For the fourth time in the past five years, the Democratic-controlled Legislature will be sending Gov. Chris Christie a millionaire’s tax to veto. The only question is whether Christie will get to veto a corporate business tax increase and a cut in the Business Employment Incentive Program too.
With the June 30 constitutional deadline for passage of a balanced budget looming, Senate and Assembly Democratic leaders said yesterday they expect to pass a revised budget that will rely primarily on a millionaire’s tax to boost state revenues enough to restore $1.5 billion Christie cut from the state’s pension payment for Fiscal Year 2015. The two houses of the state legislature still have to agree on details, but the outline of the proposal is clear: increase taxes on the wealthy and include the legislatively mandated pension payment.
One day after Senate President Stephen Sweeney (D-Gloucester) unveiled a plan to increase income taxes on the wealthy, raise corporate taxes, and suspend business tax subsidies in order to fully fund the pension payment, Assembly Speaker Vincent Prieto (D-Hudson) outlined his budget priorities yesterday.
Prieto one-upped Sweeney by promising not only to restore the pension cut, but also to add funding for women’s healthcare, boost the Earned Income Tax Credit, and increase funding for nursing homes and domestic violence programs.
“New Jersey families know the importance of having access to quality healthcare for women and the elderly, working-class tax relief, and living up to our promises,” Prieto declared. “This budget lives up to their expectation. A budget is a statement of priorities, and this budget plan makes clear our priorities are those of
New Jersey’s middle-class and working poor.”
Unlike Sweeney, however, Prieto was fuzzy on the details of just how he would pay for restoration of the pension payment and the other programs he is proposing.
Prieto said he would “love it to be a true millionaire’s tax” imposed only on income over $1 million — as opposed to Sweeney’s plan, which would not only raise the 8.97 percent top income tax rate to 10.75 bracket on income over $1 million, but also add a 10.25 percent bracket for income between $500,000 and $1 million.
The Assembly speaker said he was not sure if a 15 percent surcharge on the corporate income tax — which would raise the top rate from 9 percent to 10.35 percent on corporate income over $100,000 — was the right number, and he said he would have to look closely at Sweeney’s plan to make a one-year $175 million cut in Business Employment Incentive Program tax subsidies for businesses to locate or stay in New Jersey.

Stored data:

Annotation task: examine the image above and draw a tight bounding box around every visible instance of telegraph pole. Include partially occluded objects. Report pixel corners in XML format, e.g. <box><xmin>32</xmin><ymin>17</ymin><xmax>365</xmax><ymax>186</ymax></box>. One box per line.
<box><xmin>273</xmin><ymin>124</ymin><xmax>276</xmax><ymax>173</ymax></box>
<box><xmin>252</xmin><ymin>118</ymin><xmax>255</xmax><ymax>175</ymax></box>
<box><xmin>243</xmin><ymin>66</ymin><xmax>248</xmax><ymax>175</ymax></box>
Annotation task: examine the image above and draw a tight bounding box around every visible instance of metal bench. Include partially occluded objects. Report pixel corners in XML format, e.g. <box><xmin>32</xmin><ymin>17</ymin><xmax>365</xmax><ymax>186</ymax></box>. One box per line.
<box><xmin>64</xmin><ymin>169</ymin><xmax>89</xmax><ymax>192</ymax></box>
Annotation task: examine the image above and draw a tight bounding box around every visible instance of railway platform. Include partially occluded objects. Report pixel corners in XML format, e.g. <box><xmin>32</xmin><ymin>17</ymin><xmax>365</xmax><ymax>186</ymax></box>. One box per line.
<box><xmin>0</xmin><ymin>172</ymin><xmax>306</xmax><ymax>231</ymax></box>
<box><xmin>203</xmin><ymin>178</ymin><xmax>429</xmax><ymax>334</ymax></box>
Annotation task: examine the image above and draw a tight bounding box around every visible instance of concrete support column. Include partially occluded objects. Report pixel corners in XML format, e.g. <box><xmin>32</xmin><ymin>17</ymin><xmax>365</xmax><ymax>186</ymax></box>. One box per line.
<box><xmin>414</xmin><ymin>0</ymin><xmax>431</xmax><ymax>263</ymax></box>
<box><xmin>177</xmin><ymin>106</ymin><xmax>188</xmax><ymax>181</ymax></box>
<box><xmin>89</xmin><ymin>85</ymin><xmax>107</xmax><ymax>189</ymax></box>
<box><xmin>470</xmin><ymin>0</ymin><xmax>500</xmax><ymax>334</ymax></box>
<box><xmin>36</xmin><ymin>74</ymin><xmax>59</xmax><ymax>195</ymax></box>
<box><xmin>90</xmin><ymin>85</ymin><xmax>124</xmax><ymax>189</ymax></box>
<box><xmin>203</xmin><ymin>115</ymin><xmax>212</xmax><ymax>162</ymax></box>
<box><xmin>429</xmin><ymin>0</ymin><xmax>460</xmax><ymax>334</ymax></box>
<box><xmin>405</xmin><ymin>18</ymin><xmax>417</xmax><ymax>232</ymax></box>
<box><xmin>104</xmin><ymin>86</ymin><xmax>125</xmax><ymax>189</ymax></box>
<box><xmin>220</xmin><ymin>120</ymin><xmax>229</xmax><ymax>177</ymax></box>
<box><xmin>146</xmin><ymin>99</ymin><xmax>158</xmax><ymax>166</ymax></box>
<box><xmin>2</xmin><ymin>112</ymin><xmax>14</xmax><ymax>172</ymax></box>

Exercise prompt: In the article on the New Jersey budget fight, reproduce word for word the passage that begins at "Prieto one-upped Sweeney" and stops after "domestic violence programs.".

Written solution:
Prieto one-upped Sweeney by promising not only to restore the pension cut, but also to add funding for women’s healthcare, boost the Earned Income Tax Credit, and increase funding for nursing homes and domestic violence programs.